*** Study material Section Begins ***
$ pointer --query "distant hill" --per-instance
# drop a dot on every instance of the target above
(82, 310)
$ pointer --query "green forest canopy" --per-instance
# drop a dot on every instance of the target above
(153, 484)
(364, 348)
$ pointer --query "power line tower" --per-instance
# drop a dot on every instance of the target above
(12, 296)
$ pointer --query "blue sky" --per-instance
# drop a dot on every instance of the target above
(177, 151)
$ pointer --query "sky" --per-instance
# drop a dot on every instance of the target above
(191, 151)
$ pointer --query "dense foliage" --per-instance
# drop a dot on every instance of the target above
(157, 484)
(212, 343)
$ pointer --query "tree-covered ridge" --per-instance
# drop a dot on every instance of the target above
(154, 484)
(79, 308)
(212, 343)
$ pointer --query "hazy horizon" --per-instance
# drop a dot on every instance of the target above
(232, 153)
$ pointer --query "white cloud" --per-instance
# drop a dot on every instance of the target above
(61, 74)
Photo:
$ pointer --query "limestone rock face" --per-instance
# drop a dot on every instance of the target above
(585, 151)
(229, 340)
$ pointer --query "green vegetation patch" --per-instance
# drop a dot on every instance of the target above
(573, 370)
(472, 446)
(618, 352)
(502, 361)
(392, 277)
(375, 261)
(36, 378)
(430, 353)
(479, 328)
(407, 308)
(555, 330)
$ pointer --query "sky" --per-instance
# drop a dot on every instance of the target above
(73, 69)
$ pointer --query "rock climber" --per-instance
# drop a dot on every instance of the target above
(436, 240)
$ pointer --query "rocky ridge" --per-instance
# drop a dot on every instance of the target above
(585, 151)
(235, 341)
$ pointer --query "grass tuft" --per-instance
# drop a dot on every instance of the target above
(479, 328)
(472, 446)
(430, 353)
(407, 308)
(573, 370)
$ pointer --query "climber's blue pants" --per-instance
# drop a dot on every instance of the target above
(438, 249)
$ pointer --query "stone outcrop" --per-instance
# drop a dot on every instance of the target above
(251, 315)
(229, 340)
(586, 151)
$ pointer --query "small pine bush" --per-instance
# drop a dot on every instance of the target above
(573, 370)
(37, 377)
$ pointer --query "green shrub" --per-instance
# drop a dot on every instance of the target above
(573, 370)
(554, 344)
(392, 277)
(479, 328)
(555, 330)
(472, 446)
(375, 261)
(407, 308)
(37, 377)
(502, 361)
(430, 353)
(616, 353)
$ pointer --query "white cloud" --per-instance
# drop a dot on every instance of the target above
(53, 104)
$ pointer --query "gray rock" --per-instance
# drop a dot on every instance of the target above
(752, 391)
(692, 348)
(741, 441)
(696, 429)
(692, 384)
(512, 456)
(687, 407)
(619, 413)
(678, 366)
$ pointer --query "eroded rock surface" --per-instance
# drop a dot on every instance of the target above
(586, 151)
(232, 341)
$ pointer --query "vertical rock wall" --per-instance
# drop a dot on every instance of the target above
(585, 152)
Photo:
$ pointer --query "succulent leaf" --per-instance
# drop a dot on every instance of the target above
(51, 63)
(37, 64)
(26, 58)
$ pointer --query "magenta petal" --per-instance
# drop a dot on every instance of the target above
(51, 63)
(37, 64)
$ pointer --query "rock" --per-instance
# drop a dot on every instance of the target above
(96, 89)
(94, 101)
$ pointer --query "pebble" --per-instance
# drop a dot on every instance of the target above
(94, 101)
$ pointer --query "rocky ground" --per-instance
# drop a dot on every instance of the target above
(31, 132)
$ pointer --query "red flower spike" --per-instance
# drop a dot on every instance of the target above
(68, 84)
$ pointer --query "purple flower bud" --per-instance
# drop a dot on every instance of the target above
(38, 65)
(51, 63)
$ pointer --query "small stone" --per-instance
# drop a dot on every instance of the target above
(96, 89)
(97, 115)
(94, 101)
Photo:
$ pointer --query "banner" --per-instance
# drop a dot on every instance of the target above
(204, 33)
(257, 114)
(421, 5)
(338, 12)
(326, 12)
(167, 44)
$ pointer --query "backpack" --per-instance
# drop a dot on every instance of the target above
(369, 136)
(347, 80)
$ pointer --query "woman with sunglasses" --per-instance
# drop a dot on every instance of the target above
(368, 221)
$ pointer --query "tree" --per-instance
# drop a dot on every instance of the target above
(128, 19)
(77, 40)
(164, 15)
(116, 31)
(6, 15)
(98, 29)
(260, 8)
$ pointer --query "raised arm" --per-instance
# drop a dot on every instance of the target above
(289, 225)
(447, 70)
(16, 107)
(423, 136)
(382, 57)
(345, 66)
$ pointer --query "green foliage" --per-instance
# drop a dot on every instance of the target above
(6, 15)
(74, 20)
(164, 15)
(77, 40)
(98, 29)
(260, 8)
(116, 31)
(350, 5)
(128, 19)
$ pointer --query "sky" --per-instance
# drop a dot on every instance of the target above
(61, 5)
*** Study material Section Ends ***
Task objective ▸ Report each line in the entries where the string "climber" occurs.

Exercise solution ▸
$ pointer --query "rock climber" --per-instance
$ pointer --query "climber's blue pants" --per-instance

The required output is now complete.